(Entrées sur la localisation d'objets nommés)
|---|
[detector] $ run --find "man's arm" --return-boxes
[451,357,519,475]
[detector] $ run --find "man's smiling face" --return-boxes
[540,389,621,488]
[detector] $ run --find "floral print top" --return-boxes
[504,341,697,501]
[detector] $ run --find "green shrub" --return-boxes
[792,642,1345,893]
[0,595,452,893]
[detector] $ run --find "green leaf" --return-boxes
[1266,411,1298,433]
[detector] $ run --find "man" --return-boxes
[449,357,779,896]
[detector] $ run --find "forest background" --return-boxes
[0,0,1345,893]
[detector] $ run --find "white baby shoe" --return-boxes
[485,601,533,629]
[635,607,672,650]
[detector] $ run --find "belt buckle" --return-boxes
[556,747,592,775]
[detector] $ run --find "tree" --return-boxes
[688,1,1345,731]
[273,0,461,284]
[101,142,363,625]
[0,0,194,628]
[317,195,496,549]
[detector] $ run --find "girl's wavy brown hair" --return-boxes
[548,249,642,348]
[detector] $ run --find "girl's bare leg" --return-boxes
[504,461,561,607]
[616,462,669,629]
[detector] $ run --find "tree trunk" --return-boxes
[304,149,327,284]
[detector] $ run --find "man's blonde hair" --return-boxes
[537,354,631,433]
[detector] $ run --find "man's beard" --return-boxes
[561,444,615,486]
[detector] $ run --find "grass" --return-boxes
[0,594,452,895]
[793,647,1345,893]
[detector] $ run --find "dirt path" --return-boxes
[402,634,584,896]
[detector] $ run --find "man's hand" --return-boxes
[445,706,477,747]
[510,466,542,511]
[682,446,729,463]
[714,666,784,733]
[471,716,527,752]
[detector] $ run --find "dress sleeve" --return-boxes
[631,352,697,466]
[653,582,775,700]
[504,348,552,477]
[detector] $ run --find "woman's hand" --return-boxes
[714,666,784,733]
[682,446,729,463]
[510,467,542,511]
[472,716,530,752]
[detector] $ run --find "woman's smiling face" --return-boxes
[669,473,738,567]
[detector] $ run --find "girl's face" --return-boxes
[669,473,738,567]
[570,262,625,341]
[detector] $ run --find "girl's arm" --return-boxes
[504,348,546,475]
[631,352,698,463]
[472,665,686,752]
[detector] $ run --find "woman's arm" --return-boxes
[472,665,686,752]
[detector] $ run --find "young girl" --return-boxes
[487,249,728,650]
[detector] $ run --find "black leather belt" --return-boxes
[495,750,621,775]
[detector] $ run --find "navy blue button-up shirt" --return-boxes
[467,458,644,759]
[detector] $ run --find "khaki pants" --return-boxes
|---|
* VOTRE OBJECTIF: Modifiez l'ensemble du matériel ci-dessus en remplaçant « dirt path » par « gravel path ». Ne changez rien d'autre.

* RÉSULTAT DE L'EXERCICE:
[detector] $ run --find "man's arm" --return-boxes
[451,357,519,475]
[detector] $ run --find "man's smiling face" --return-boxes
[540,389,621,488]
[detector] $ run --find "floral print top" --return-boxes
[504,341,697,501]
[detector] $ run --find "green shrub" --return-boxes
[792,642,1345,893]
[0,595,452,893]
[detector] $ run --find "green leaf" --return-boxes
[1266,411,1298,433]
[detector] $ run --find "man" --return-boxes
[449,357,779,896]
[detector] $ run --find "forest background" --return-boxes
[0,0,1345,893]
[detector] $ run --find "white baby shoe" --return-boxes
[485,601,533,629]
[635,607,672,650]
[detector] $ run --find "belt buckle" --return-boxes
[556,747,592,775]
[detector] $ run --find "tree" --return-boxes
[688,1,1345,731]
[273,0,461,284]
[101,142,363,625]
[0,0,194,628]
[317,195,496,549]
[detector] $ run --find "girl's wavy brown hair" --return-boxes
[548,249,642,348]
[detector] $ run --find "girl's bare leg" --return-boxes
[504,461,561,607]
[616,462,669,629]
[detector] $ run --find "tree trunk" --return-boxes
[304,149,327,284]
[detector] $ run --find "man's blonde hair" --return-boxes
[537,354,631,433]
[detector] $ run --find "man's beard" --return-boxes
[561,444,615,486]
[detector] $ run --find "grass" --return-boxes
[0,594,452,895]
[793,647,1345,893]
[detector] $ run --find "gravel path" --return-boxes
[402,634,584,896]
[detector] $ run --find "man's hand" --return-boxes
[445,706,477,747]
[510,466,542,511]
[682,446,729,463]
[714,666,784,733]
[471,716,527,752]
[detector] $ run --find "dress sleeve" --return-boxes
[631,352,697,466]
[653,582,775,700]
[504,348,552,477]
[detector] $ run --find "woman's hand" --return-boxes
[714,666,784,733]
[682,446,729,463]
[510,467,542,511]
[472,716,530,752]
[detector] $ run --find "woman's smiling face" --return-boxes
[669,473,738,567]
[detector] $ run --find "girl's face" --return-boxes
[669,473,738,567]
[570,262,625,341]
[detector] $ run --find "girl's arm" --return-boxes
[504,348,546,475]
[631,352,698,463]
[472,665,686,752]
[detector] $ run --find "woman's arm" --return-boxes
[472,665,686,752]
[detector] $ run --find "young girl" --return-boxes
[487,249,728,650]
[detector] $ run --find "black leather belt" --return-boxes
[495,750,621,775]
[detector] $ run --find "navy blue button-up shirt" --return-boxes
[467,458,644,759]
[detector] $ run --find "khaki pants" --return-boxes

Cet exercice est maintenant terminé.